Repeat each entry exactly; omit all pictures.

Raw data:

_ _ _ _ _ _ _

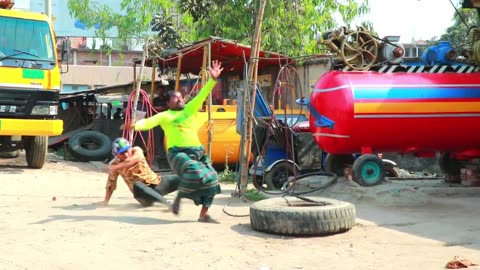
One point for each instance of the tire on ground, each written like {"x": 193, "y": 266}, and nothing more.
{"x": 10, "y": 154}
{"x": 36, "y": 151}
{"x": 293, "y": 216}
{"x": 90, "y": 145}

_ _ _ _ _ _ _

Answer to this problem:
One point for each instance of the tire on ground, each written like {"x": 193, "y": 266}, and nothing more.
{"x": 10, "y": 154}
{"x": 36, "y": 151}
{"x": 293, "y": 216}
{"x": 90, "y": 145}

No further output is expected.